### List of tasks:
1. From the Section 110 excerpt, list every kind of habitual offender named in clause (a).
2. Retype the part of the Section 110 excerpt between "(d) the Prevention" and "Magistrate thinks fit.", inclusive.
3. According to the Section 110 excerpt, what is the longest period for which a person may be ordered to execute a bond for good behaviour?

-------- Quoted passage

It is necessary to note Sections 110 and 111 Cr.P.C. which run as follows:
"110. Security for good behaviour from habitual offenders. When an Executive Magistrate receives information that there is within his local jurisdiction a person who-
(a) is by habit a robber, house- breaker, thief, or forger, or,
(b) is by habit a receiver of stolen property knowing the same to have been stolen, or
(c) habitually protects or harbours thieves, or aids in the concealment or disposal of stolen property, or
(d) habitually commits, or attempts to commit, or abets the commission of, the offence of kidnapping, abduction, extortion, cheating or mischief, or any offence punishable under Chapter XII of the Indian Penal Code (45 of 1860 ), or under section 489A, section 489B, section 489C or section 489D of that Code, or
(e) habitually commits, or attempts to commit, or abets the commission of, offences, involving a breach of the peace, or
(f) habitually commits, or attempts to commit, or abets the commission of-
(i) any offence under one or more of the following. Acts, namely:-
(a) the Drugs and Cosmetics Act, 1940 (23 of 1940 );
(b) the Foreign Exchange Regulation Act, 1973 ] (46 of 1973 );
(c) the Employees' Provident Funds and Family Pension Fund] Act, 1952 ;-- of 1952 .
(d) the Prevention of Food Adulteration Act, 1954 (37 of 1954 );
(e) the Essential Commodities Act, 1955 (10 of 1955 );
(f) the Untouchability (Offences) Act, 1955 (22 of 1955 );
(g) the Customs Act, 1962 or (52 of 1962 );
(ii) any offence punishable under any other law providing for the prevention of hoarding or profiteering or of adulteration of food or drugs or of corruption, or
(g) is so desperate and dangerous as to render his being at large without security hazardous to the community, such Magistrate may, in the manner hereinafter provided, require such person to show cause why he should not be ordered to execute a bond, with sureties, for his good behaviour for such period, not exceeding three years, as the Magistrate thinks fit.

----------------
-------- Dataset content

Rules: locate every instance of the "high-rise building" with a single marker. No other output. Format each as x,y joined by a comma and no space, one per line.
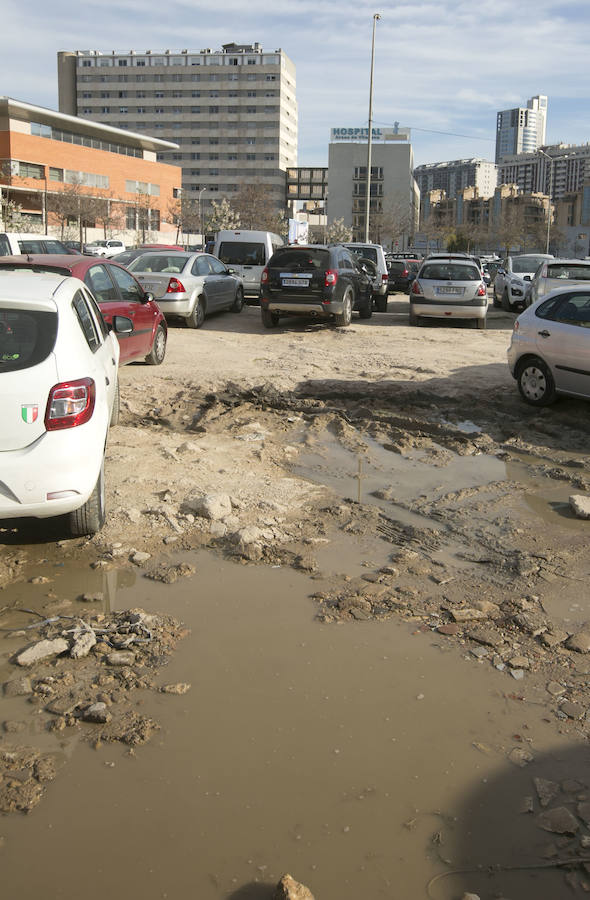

----------------

### Answers for the exercise:
1. Robber, house-breaker, thief, forger

2.
(d) the Prevention of Food Adulteration Act, 1954 (37 of 1954 );
(e) the Essential Commodities Act, 1955 (10 of 1955 );
(f) the Untouchability (Offences) Act, 1955 (22 of 1955 );
(g) the Customs Act, 1962 or (52 of 1962 );
(ii) any offence punishable under any other law providing for the prevention of hoarding or profiteering or of adulteration of food or drugs or of corruption, or
(g) is so desperate and dangerous as to render his being at large without security hazardous to the community, such Magistrate may, in the manner hereinafter provided, require such person to show cause why he should not be ordered to execute a bond, with sureties, for his good behaviour for such period, not exceeding three years, as the Magistrate thinks fit.

3. Three years